··· MATERIAL SHOWN ···

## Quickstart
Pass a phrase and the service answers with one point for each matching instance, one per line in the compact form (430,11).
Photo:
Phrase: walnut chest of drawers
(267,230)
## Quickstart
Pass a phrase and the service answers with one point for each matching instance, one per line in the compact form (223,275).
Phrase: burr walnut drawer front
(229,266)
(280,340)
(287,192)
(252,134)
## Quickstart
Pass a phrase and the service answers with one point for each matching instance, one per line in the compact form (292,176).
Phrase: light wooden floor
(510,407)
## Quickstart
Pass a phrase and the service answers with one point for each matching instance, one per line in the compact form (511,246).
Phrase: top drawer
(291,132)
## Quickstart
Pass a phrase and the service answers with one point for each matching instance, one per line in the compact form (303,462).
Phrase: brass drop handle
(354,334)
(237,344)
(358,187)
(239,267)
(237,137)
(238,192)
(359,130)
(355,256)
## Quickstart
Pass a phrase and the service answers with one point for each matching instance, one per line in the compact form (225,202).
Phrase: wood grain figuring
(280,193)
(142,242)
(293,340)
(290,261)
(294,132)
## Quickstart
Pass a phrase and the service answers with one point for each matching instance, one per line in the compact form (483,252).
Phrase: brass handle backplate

···

WHAT YOU SHOULD DO
Repeat all of the records exactly.

OUTPUT
## Quickstart
Pass a phrase and the service answers with one point for each matching instance, one per line in the compact form (430,11).
Photo:
Phrase: walnut chest of drawers
(267,230)
## Quickstart
Pass a phrase and the service answers with one point for each matching instance, one per line in the compact form (223,275).
Phrase: burr walnut drawer front
(229,266)
(280,340)
(287,192)
(252,134)
## Quickstart
Pass a phrase and the service answers with one point for each matching instance, one per line in the compact form (292,176).
Phrase: light wooden floor
(510,407)
## Quickstart
Pass a phrase and the service answers with one point for each matching instance, one per line in the compact form (511,246).
Phrase: top drawer
(291,132)
## Quickstart
Pass a phrase and the service answers with one point for each matching instance, one per line in the compact form (303,462).
Phrase: brass drop handle
(354,334)
(237,344)
(358,187)
(239,267)
(237,137)
(238,192)
(359,130)
(355,256)
## Quickstart
Pass a phrase and the service answers with one point for each matching instance, one per line in the compact form (225,202).
Phrase: wood grain figuring
(280,193)
(142,242)
(293,340)
(290,261)
(294,132)
## Quickstart
Pass a phrase and the service answers with one point for each matching instance, one per line in the compact form (483,252).
Phrase: brass handle backplate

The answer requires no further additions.